- ENTRIES PROVIDED:
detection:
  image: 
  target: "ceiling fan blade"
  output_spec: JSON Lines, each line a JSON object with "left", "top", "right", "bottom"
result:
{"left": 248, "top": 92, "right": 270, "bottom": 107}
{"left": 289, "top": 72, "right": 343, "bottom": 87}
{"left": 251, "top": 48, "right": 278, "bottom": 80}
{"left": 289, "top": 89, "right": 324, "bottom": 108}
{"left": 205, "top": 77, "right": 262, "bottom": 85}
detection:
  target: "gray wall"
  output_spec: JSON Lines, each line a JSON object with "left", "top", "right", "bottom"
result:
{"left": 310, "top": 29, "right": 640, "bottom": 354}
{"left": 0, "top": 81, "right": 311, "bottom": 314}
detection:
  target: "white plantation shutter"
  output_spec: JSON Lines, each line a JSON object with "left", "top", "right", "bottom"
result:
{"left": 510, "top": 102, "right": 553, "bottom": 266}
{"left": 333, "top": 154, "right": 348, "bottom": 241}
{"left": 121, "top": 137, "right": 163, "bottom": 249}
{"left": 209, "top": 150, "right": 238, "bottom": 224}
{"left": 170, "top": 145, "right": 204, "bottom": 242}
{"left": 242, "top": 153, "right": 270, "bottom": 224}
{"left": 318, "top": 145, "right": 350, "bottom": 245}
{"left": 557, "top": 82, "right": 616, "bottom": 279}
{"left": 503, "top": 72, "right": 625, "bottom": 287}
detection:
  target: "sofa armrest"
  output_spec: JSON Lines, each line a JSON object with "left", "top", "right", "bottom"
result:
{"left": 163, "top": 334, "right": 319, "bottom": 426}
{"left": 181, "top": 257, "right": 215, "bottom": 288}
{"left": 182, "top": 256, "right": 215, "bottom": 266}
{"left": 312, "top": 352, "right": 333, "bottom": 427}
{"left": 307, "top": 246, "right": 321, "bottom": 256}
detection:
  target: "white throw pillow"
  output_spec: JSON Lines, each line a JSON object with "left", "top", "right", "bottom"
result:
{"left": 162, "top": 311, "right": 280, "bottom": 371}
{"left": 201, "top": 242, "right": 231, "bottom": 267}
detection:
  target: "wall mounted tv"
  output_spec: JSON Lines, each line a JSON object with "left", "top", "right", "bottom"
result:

- INSTRUCTIONS FOR THE TASK: Set down the entire material again, exactly as it stands.

- WRITTEN RESPONSE:
detection:
  image: 
  target: "ceiling fan blade"
  output_spec: JSON Lines, each line a JSON object with "left", "top", "right", "bottom"
result:
{"left": 248, "top": 92, "right": 270, "bottom": 107}
{"left": 289, "top": 72, "right": 343, "bottom": 87}
{"left": 251, "top": 48, "right": 278, "bottom": 80}
{"left": 289, "top": 89, "right": 324, "bottom": 108}
{"left": 205, "top": 77, "right": 262, "bottom": 85}
detection:
  target: "gray wall"
  output_spec: JSON Lines, each line a JSON object with "left", "top", "right", "bottom"
result:
{"left": 310, "top": 29, "right": 640, "bottom": 354}
{"left": 0, "top": 81, "right": 311, "bottom": 314}
detection:
  target: "white plantation shutter"
  output_spec: JSON Lines, each line a JSON object with "left", "top", "right", "bottom"
result:
{"left": 510, "top": 102, "right": 553, "bottom": 266}
{"left": 333, "top": 154, "right": 348, "bottom": 241}
{"left": 121, "top": 137, "right": 163, "bottom": 249}
{"left": 209, "top": 150, "right": 238, "bottom": 224}
{"left": 170, "top": 145, "right": 204, "bottom": 242}
{"left": 242, "top": 153, "right": 270, "bottom": 224}
{"left": 318, "top": 145, "right": 350, "bottom": 245}
{"left": 557, "top": 82, "right": 616, "bottom": 279}
{"left": 503, "top": 72, "right": 625, "bottom": 287}
detection:
  target: "sofa armrest"
  output_spec: JSON Lines, each line a JSON object with "left", "top", "right", "bottom"
result:
{"left": 163, "top": 334, "right": 319, "bottom": 426}
{"left": 181, "top": 257, "right": 215, "bottom": 288}
{"left": 182, "top": 256, "right": 215, "bottom": 266}
{"left": 312, "top": 352, "right": 333, "bottom": 427}
{"left": 307, "top": 246, "right": 321, "bottom": 256}
detection:
  target: "white throw pillow"
  output_spec: JSON Lines, each line a JSON object with "left", "top", "right", "bottom"
result:
{"left": 162, "top": 311, "right": 280, "bottom": 371}
{"left": 201, "top": 242, "right": 231, "bottom": 267}
detection:
  target: "wall mounted tv"
  output_spec: JSON Lines, each line a JSON object with "left", "top", "right", "bottom"
result:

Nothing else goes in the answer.